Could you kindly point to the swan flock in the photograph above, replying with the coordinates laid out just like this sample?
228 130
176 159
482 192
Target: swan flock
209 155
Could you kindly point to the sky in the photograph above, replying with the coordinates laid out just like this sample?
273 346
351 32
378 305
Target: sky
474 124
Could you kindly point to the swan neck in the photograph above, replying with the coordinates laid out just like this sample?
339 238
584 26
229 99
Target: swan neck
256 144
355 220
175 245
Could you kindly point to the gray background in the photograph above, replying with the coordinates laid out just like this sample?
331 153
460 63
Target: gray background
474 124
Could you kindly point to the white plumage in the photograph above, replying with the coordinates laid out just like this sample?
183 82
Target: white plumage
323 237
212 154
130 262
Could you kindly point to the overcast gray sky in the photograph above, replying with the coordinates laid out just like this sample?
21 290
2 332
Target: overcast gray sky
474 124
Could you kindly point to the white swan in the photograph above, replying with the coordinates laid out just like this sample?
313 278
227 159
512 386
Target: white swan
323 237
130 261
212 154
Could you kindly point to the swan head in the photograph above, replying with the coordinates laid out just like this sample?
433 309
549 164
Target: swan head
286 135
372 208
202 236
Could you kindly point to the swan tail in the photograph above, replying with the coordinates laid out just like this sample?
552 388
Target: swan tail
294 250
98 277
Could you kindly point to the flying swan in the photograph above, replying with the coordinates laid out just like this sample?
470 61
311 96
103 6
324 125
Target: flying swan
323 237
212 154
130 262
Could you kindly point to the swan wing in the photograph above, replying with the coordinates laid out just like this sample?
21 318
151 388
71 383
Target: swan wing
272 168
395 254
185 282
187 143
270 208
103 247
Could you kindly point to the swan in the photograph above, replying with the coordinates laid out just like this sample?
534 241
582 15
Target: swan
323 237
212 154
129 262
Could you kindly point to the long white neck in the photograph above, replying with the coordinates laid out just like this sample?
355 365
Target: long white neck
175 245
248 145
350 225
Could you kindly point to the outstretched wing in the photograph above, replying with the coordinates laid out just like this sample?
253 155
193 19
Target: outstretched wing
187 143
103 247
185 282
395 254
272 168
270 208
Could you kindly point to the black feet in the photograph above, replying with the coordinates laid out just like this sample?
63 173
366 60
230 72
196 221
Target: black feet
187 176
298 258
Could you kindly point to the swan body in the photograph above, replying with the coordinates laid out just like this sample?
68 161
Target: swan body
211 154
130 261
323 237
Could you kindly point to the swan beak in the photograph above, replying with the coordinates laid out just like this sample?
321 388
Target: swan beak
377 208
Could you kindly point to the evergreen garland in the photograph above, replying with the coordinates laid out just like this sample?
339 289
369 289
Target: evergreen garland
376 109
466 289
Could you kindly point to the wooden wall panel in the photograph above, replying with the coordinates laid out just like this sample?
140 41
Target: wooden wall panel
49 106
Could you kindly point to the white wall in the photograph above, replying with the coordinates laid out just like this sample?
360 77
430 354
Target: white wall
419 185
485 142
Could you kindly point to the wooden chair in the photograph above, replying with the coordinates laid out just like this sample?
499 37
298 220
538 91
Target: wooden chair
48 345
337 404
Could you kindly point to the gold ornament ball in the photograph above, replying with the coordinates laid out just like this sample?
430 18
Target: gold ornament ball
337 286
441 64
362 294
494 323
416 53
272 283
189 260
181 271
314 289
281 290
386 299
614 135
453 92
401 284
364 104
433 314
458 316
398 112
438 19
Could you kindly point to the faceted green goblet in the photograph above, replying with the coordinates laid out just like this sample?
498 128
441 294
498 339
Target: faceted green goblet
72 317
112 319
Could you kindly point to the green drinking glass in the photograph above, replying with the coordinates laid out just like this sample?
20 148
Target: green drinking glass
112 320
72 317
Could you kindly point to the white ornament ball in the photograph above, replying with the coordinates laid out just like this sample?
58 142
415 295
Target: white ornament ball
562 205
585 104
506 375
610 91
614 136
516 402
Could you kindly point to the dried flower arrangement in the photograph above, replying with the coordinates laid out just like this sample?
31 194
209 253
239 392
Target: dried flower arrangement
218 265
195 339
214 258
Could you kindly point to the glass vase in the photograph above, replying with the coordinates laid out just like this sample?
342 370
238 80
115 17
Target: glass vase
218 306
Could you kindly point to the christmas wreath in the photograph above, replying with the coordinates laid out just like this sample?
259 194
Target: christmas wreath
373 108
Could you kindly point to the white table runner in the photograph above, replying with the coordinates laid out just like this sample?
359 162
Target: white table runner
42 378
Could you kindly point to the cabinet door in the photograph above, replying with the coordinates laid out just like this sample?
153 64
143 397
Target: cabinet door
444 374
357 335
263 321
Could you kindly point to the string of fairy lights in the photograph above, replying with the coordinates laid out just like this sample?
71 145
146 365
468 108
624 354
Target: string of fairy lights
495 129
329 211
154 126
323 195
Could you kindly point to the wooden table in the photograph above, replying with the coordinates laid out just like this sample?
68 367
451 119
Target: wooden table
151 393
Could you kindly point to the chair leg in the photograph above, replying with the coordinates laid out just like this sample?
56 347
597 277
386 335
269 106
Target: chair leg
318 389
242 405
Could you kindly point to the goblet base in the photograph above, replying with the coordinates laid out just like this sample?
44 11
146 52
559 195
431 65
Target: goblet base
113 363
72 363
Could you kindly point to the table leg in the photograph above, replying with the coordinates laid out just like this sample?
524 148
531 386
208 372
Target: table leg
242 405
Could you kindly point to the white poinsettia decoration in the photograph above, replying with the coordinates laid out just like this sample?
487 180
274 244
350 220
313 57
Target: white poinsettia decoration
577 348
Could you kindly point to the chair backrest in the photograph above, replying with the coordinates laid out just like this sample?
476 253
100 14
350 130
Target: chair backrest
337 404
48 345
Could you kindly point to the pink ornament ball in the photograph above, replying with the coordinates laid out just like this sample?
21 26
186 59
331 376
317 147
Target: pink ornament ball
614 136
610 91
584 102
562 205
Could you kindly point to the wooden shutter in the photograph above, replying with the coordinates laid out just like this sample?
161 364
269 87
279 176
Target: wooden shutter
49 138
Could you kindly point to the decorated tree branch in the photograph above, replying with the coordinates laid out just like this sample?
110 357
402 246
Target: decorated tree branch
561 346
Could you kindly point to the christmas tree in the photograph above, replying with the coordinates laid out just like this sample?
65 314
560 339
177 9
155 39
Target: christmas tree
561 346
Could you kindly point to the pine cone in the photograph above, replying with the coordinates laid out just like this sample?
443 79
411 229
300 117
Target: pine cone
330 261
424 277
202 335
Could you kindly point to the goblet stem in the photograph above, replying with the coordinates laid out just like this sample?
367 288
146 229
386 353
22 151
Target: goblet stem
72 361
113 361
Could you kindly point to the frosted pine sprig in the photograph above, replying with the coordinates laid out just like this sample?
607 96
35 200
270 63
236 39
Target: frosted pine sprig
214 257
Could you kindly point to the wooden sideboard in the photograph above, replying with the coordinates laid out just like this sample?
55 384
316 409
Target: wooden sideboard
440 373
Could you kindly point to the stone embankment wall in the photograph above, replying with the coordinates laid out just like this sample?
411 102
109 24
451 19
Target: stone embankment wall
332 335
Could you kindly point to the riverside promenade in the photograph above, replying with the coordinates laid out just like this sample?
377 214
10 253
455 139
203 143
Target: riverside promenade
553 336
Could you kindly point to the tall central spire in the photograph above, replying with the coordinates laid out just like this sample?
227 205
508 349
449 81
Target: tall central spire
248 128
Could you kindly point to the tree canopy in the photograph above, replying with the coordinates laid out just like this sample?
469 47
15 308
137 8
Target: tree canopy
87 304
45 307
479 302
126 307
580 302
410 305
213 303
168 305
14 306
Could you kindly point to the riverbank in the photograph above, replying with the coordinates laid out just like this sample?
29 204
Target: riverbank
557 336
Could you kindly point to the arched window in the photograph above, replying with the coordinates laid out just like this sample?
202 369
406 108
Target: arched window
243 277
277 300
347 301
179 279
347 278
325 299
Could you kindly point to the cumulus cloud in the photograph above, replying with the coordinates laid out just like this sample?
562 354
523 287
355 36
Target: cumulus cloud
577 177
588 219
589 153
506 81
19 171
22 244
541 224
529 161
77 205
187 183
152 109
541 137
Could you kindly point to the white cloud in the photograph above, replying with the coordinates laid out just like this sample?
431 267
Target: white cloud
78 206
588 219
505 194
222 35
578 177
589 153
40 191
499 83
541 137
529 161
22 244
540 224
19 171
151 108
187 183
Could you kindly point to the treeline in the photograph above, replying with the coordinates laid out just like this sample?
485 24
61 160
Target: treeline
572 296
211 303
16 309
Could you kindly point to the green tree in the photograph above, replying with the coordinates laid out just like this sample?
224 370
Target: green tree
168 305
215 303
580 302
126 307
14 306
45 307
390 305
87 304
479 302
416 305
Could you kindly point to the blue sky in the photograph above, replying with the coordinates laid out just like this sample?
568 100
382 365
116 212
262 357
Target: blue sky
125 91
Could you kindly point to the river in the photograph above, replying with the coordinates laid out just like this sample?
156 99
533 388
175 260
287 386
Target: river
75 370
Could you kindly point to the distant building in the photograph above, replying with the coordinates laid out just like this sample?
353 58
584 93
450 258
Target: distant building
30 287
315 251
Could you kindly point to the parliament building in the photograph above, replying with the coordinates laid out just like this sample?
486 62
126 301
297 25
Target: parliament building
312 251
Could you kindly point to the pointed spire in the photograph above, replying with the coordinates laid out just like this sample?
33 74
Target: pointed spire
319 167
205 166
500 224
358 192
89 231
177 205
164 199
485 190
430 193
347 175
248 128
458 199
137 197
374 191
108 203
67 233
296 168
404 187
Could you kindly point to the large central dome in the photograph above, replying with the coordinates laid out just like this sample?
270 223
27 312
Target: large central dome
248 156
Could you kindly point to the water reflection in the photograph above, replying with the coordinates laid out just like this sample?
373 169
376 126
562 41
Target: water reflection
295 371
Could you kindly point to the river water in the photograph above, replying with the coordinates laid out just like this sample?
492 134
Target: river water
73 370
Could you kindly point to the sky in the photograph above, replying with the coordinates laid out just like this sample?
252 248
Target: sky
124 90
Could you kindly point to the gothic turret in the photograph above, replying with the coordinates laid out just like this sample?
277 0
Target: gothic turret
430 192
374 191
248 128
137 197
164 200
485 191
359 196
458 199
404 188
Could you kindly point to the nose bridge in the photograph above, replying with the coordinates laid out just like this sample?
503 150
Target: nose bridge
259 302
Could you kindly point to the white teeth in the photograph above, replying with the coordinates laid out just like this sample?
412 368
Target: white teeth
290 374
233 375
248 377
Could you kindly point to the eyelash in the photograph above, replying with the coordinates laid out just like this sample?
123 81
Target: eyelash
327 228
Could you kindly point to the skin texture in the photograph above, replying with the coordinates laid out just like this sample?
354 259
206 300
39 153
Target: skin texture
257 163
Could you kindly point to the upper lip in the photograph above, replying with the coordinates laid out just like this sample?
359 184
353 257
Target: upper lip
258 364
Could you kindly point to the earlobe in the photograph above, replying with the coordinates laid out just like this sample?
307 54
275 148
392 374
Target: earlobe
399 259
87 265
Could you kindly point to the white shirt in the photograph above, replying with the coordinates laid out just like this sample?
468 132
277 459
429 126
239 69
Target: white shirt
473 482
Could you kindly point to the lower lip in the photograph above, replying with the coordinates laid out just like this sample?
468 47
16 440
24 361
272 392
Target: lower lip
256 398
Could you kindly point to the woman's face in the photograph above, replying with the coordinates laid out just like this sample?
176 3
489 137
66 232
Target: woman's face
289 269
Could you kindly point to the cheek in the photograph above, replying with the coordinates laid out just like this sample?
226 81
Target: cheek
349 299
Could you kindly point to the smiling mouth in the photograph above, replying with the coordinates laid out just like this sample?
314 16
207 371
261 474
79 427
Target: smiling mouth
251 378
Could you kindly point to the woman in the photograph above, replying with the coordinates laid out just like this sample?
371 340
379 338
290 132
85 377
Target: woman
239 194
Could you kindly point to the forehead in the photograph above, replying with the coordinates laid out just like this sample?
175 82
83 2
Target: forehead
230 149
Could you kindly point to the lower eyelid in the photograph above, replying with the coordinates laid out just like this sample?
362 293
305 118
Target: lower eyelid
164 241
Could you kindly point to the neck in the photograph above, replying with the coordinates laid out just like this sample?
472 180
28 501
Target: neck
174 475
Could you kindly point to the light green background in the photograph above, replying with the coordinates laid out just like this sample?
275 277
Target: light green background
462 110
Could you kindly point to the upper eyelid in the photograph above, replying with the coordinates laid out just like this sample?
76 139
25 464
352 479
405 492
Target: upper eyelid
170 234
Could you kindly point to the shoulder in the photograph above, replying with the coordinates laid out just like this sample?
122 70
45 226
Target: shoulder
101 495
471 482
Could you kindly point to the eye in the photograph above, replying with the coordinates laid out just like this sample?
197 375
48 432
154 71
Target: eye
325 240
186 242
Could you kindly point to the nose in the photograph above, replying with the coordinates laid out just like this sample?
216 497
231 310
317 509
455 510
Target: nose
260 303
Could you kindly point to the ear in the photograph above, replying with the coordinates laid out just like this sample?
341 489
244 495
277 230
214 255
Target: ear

- **Aufgabenstellung**
Schreib den Abschnitt von der Zeile mit „Could you kindly point to the nose in“ bis zum Ende der Datensätze Wort für Wort ab, beide Enden eingeschlossen.

- **Antwort**
Could you kindly point to the nose in the photograph above, replying with the coordinates laid out just like this sample?
216 497
231 310
317 509
455 510
Target: nose
260 303
Could you kindly point to the ear in the photograph above, replying with the coordinates laid out just like this sample?
341 489
244 495
277 230
214 255
Target: ear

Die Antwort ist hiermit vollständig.